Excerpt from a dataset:

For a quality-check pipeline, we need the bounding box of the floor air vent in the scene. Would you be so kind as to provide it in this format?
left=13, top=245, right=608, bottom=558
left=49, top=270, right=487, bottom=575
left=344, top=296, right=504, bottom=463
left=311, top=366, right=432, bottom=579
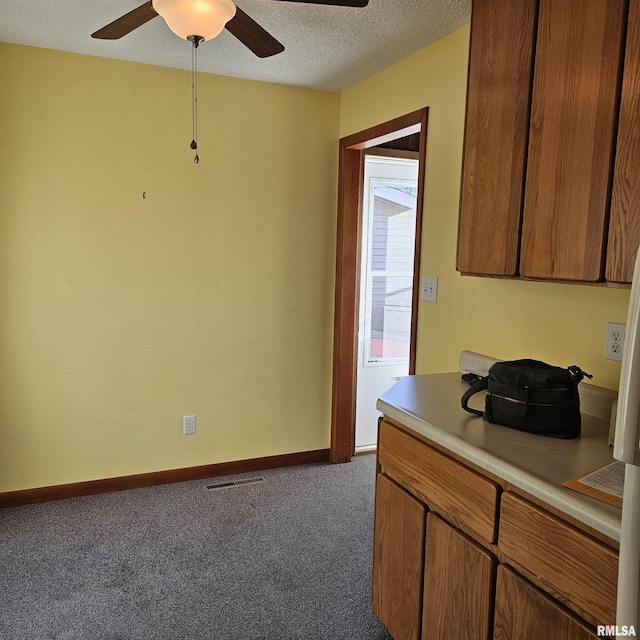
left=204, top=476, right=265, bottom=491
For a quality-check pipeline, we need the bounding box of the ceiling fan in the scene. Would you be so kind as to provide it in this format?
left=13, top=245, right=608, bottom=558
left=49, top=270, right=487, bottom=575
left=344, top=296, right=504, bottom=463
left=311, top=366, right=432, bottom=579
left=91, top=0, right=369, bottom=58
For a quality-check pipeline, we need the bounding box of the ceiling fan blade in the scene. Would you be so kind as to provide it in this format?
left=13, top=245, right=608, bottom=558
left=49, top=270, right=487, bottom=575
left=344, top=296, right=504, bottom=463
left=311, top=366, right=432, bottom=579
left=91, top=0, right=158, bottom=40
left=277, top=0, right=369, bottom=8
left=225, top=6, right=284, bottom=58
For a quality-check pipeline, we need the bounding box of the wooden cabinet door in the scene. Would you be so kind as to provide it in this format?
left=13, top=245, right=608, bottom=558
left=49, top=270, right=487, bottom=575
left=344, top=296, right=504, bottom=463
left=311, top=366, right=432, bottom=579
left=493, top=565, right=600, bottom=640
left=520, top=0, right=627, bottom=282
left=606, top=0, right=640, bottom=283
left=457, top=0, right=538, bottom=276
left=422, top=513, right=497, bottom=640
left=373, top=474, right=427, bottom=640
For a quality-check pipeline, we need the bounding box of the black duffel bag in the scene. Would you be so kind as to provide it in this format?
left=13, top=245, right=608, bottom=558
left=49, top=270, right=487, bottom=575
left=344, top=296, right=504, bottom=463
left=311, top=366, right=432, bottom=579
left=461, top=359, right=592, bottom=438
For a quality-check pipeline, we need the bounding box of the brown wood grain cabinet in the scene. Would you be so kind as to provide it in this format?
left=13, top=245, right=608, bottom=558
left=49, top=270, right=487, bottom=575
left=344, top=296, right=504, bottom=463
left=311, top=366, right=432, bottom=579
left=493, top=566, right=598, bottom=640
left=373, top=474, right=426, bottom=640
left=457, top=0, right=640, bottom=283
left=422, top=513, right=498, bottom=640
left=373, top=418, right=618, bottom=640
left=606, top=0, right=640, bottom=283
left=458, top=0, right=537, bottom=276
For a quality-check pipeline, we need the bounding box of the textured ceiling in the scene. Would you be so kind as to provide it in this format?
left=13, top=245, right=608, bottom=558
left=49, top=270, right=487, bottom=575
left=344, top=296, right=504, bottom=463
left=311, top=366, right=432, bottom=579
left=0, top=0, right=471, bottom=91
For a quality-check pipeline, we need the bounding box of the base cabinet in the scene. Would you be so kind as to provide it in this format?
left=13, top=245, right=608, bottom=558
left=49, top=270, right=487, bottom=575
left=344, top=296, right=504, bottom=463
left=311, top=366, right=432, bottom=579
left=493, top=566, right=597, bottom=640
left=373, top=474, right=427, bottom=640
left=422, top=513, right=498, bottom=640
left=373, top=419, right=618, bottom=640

---

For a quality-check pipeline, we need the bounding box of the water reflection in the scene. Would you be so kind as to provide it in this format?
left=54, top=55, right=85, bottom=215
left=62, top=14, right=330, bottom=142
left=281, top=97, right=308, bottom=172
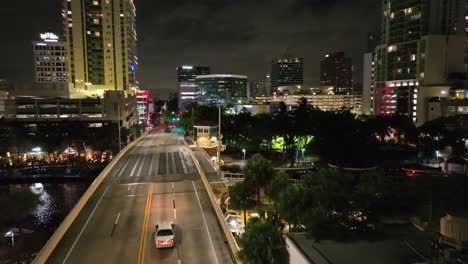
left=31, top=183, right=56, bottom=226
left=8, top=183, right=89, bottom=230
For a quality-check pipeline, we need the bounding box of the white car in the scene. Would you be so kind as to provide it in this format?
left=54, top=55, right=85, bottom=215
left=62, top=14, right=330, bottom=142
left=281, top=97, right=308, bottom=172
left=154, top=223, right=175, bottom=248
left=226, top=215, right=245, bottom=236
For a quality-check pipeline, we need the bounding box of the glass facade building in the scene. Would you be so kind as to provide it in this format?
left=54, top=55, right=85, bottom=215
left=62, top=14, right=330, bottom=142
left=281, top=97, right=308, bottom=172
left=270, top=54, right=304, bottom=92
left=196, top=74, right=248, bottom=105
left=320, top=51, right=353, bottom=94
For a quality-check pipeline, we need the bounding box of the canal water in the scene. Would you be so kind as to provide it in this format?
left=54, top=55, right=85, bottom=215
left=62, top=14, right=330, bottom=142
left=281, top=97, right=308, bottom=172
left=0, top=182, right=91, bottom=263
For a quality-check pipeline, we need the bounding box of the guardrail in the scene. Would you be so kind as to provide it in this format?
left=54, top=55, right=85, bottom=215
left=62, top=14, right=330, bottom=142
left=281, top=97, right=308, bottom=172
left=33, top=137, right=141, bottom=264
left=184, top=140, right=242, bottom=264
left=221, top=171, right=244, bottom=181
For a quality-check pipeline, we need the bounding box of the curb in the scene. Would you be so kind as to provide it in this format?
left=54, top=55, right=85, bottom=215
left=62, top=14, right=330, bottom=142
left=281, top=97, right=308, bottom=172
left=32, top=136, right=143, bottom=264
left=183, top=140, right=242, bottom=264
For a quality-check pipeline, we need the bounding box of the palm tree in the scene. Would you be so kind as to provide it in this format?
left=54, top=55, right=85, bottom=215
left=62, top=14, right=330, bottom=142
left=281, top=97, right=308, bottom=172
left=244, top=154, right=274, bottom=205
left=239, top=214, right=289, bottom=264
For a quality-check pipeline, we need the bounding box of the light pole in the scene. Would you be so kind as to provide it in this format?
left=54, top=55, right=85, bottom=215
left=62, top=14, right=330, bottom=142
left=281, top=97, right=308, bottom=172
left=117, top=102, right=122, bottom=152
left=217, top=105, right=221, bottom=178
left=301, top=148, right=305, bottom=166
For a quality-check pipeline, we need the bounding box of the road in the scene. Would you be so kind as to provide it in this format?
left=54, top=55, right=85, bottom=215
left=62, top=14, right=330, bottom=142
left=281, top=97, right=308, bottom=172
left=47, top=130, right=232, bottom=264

▶ Do this: Arrange the lines of the data above, from the line containing "of the light" through the line containing "left=47, top=130, right=232, bottom=264", inclusive, as a JSON list of strings with one string per line, leaving out any blank lines.

▶ Answer to the problem:
[
  "For a quality-check pipeline, we need the bounding box of the light pole in the scene. Would you be so kind as to provide it in this format?",
  "left=54, top=55, right=85, bottom=215",
  "left=62, top=14, right=330, bottom=142",
  "left=281, top=97, right=308, bottom=172",
  "left=117, top=102, right=122, bottom=152",
  "left=217, top=105, right=221, bottom=178",
  "left=301, top=148, right=305, bottom=166",
  "For a quality-check pipeline, we need the bounding box of the road in the scene. Would you be so kind as to provide it in this format?",
  "left=54, top=55, right=85, bottom=215",
  "left=62, top=14, right=330, bottom=142",
  "left=281, top=97, right=308, bottom=172",
  "left=47, top=130, right=232, bottom=264"
]